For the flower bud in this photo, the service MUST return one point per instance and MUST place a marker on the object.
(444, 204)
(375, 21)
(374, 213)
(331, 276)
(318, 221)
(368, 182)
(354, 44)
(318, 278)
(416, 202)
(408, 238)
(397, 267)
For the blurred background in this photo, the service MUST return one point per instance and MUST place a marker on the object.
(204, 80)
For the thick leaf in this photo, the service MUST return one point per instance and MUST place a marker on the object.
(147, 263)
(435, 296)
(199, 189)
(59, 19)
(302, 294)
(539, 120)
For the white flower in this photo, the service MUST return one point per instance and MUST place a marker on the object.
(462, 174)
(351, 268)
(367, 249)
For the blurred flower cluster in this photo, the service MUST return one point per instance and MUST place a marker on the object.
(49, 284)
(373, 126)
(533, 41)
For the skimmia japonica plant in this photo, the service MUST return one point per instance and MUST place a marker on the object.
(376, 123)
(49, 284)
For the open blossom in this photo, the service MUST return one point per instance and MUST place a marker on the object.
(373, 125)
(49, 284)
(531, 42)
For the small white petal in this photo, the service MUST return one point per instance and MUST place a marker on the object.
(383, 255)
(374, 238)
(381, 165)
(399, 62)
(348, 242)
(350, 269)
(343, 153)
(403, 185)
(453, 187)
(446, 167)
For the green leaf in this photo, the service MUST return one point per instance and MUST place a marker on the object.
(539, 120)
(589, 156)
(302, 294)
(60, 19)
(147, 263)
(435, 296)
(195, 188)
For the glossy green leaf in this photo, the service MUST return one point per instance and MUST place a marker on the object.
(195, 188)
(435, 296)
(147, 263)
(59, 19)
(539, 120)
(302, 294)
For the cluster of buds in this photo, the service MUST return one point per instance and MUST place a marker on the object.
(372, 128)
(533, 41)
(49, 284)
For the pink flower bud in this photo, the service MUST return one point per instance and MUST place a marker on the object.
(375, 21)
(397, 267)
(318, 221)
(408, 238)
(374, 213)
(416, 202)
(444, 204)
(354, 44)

What the task requires ▸
Line by line, reproduce the data above exactly.

Result of the task ▸
For the flower bud in this photo, the service MUST return one point per instance and MUST place a marker on the object.
(444, 204)
(375, 21)
(374, 213)
(331, 276)
(318, 221)
(368, 182)
(354, 44)
(318, 278)
(416, 202)
(408, 238)
(397, 267)
For the blurred background in this photo, the service MUST return one point per instance and MUST place a marker on the object.
(204, 80)
For the thick leaf in this photo, the service MUST return one point per instance and MUST place a marker on the object.
(147, 263)
(435, 296)
(199, 189)
(59, 19)
(302, 294)
(539, 120)
For the white flower in this photo, the service MUST return one point per instance and MUST place a marker on the object.
(462, 174)
(351, 268)
(367, 249)
For the blurred flower cluster in this photo, the service MUST return one point per instance and MUST place a marker on the object.
(49, 284)
(373, 126)
(533, 41)
For the skimmia japonica plant in this photo, the service MUST return one point per instance and MUST place a marker on the object.
(376, 123)
(49, 284)
For the open blossom in this photo, the service MUST return one point per instance and MUST place a marker on the object.
(373, 125)
(49, 284)
(531, 42)
For the small white petal in this photo, the service MUST return one point per instance and MUST place a marker on the object.
(383, 255)
(374, 238)
(381, 165)
(399, 62)
(348, 242)
(350, 269)
(343, 153)
(403, 185)
(453, 187)
(446, 167)
For the green leaf in this photo, the service MUST return one point per instance and MUST place a marker on the object.
(539, 120)
(589, 156)
(302, 294)
(60, 19)
(147, 263)
(435, 296)
(195, 188)
For the glossy green leaf in this photo, the service MUST return one point per instance and MUST place a marker on the object.
(195, 188)
(435, 296)
(147, 263)
(59, 19)
(539, 120)
(302, 294)
For the cluster of buds in this photo, the service MUST return one point per instance and MUST place a marker on the object.
(372, 128)
(533, 41)
(49, 284)
For the pink flower bud in this photo, the service MUST return one point per instance and MUST place a marker on the object.
(375, 21)
(397, 267)
(318, 221)
(408, 238)
(374, 213)
(416, 202)
(444, 204)
(354, 44)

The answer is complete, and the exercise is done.